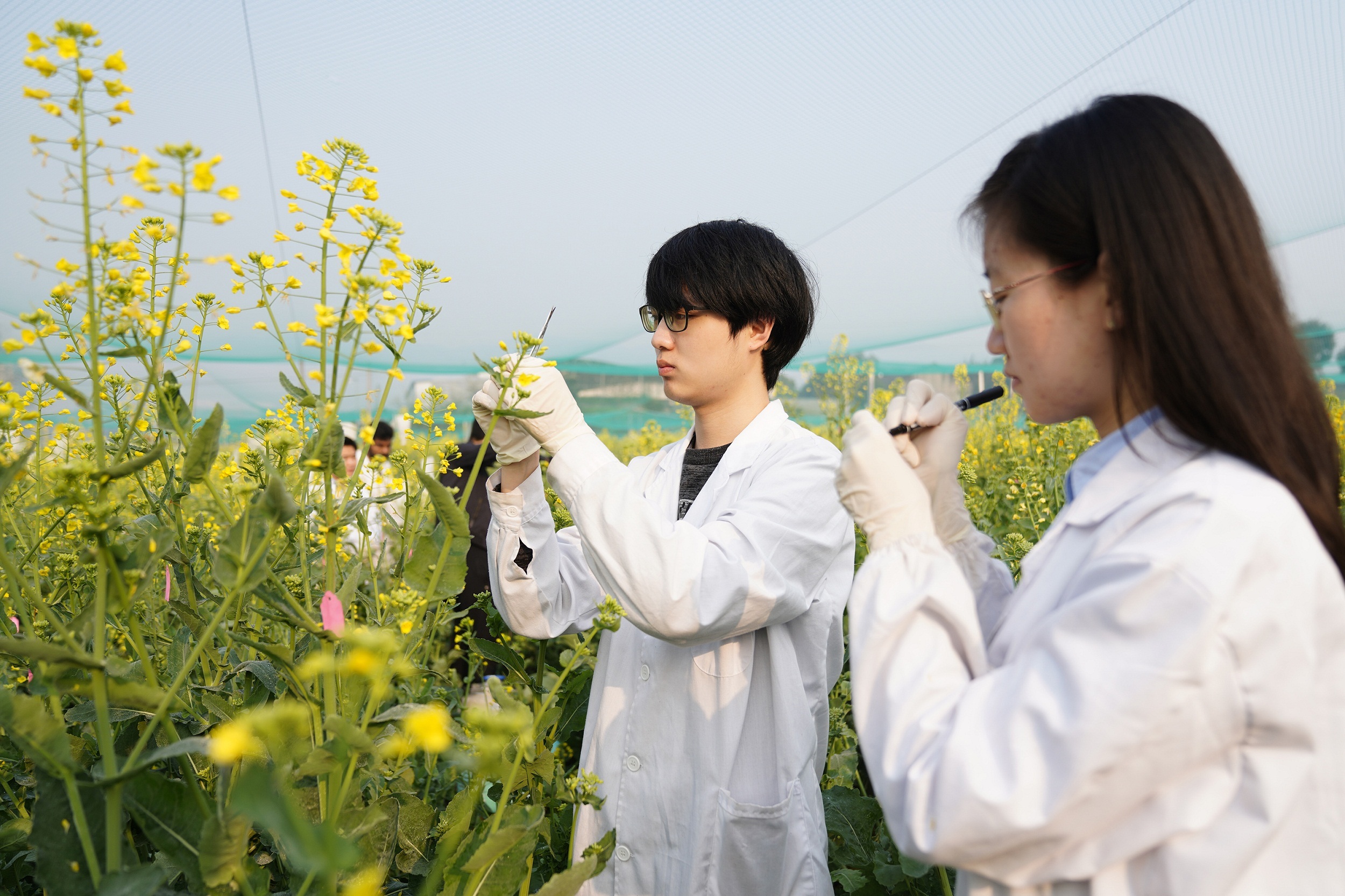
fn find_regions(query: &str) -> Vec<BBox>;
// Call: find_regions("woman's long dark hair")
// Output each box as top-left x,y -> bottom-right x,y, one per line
967,96 -> 1345,572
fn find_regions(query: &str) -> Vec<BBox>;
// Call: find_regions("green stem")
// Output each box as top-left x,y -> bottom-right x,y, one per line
61,768 -> 101,889
126,530 -> 274,767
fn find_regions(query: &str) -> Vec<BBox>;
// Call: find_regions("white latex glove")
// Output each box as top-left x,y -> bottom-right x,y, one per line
882,379 -> 973,545
472,360 -> 538,464
484,355 -> 593,455
837,410 -> 935,550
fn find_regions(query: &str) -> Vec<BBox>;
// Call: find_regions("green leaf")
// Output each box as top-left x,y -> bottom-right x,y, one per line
897,854 -> 933,877
261,463 -> 299,525
472,638 -> 533,684
159,370 -> 191,435
211,495 -> 272,595
0,818 -> 32,851
491,408 -> 551,419
182,403 -> 225,485
230,765 -> 359,877
873,862 -> 907,889
98,865 -> 168,896
196,807 -> 252,886
473,830 -> 537,896
831,867 -> 869,893
416,470 -> 472,538
201,692 -> 239,721
438,779 -> 482,856
164,625 -> 191,682
463,805 -> 546,866
822,787 -> 882,867
0,638 -> 105,669
234,659 -> 280,694
123,769 -> 206,893
369,327 -> 402,360
140,737 -> 210,765
42,370 -> 89,410
280,370 -> 311,398
402,526 -> 472,604
65,700 -> 153,725
537,829 -> 616,896
280,370 -> 317,408
0,443 -> 38,496
556,669 -> 593,743
0,689 -> 80,769
397,794 -> 435,874
301,414 -> 346,478
32,764 -> 107,896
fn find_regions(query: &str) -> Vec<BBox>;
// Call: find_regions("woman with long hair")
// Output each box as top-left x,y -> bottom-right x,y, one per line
837,96 -> 1345,896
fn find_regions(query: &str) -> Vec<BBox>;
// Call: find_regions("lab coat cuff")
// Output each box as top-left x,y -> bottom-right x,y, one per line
546,432 -> 621,507
486,460 -> 550,531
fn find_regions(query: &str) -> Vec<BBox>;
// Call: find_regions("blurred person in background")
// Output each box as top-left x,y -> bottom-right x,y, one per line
438,419 -> 497,638
837,96 -> 1345,896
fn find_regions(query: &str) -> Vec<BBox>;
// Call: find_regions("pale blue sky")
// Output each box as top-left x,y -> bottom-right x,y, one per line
0,0 -> 1345,411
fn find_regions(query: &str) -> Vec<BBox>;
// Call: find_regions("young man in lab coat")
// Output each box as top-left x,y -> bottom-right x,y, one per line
473,221 -> 854,896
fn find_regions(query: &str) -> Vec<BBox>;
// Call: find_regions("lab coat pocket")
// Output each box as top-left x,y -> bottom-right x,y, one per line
707,780 -> 812,896
693,631 -> 756,678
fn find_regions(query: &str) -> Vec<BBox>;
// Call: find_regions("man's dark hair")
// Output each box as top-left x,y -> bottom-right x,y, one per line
645,218 -> 815,389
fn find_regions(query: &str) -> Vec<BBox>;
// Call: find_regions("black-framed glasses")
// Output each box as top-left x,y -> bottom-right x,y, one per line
640,305 -> 696,332
981,261 -> 1083,327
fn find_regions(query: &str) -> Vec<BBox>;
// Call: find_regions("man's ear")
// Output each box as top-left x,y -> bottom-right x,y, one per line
740,320 -> 775,351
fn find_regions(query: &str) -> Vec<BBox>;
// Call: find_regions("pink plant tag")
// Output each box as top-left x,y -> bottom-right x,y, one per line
322,591 -> 346,638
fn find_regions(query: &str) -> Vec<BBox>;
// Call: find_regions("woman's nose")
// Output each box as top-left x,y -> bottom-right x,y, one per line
650,320 -> 672,351
986,327 -> 1006,355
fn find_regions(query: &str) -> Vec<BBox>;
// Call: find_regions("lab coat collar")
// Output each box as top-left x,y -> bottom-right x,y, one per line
659,398 -> 790,485
1059,417 -> 1205,526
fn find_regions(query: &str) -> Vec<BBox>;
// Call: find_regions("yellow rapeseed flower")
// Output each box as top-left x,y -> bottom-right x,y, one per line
341,865 -> 384,896
191,156 -> 221,193
23,56 -> 59,78
402,703 -> 454,753
206,720 -> 263,765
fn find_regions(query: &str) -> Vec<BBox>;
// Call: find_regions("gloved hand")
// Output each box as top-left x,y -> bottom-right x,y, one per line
882,379 -> 973,545
837,410 -> 935,550
473,355 -> 593,455
472,379 -> 538,464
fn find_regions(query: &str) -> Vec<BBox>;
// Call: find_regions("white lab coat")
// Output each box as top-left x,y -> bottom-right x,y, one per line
487,401 -> 854,896
850,421 -> 1345,896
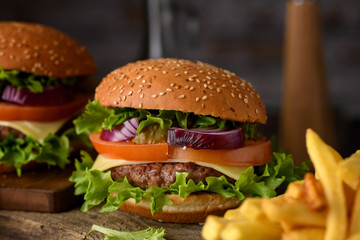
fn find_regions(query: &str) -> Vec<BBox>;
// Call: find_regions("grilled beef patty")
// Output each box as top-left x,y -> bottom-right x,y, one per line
0,126 -> 26,141
111,162 -> 234,189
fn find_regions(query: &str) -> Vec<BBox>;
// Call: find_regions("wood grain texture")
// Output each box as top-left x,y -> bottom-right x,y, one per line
0,168 -> 80,212
0,204 -> 202,240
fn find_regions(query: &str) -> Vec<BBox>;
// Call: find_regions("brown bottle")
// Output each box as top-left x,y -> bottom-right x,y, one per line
280,0 -> 335,164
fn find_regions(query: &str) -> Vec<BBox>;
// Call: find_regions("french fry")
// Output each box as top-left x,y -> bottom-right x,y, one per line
349,187 -> 360,236
302,173 -> 327,211
239,198 -> 267,221
306,129 -> 348,240
221,221 -> 281,240
262,197 -> 326,228
284,181 -> 304,199
224,207 -> 247,221
282,228 -> 325,240
201,215 -> 229,240
337,150 -> 360,190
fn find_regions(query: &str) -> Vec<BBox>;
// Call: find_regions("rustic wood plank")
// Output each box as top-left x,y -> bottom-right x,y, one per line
0,167 -> 80,212
0,207 -> 202,240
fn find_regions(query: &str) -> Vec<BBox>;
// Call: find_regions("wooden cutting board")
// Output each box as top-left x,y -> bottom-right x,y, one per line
0,168 -> 80,213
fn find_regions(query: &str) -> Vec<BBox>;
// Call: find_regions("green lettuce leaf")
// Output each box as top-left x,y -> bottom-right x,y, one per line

### REQUIREMENTS
How many lines of the data contain the string "leaf"? Case counts. Reply with the number alone.

### OUTPUT OF THE TASK
2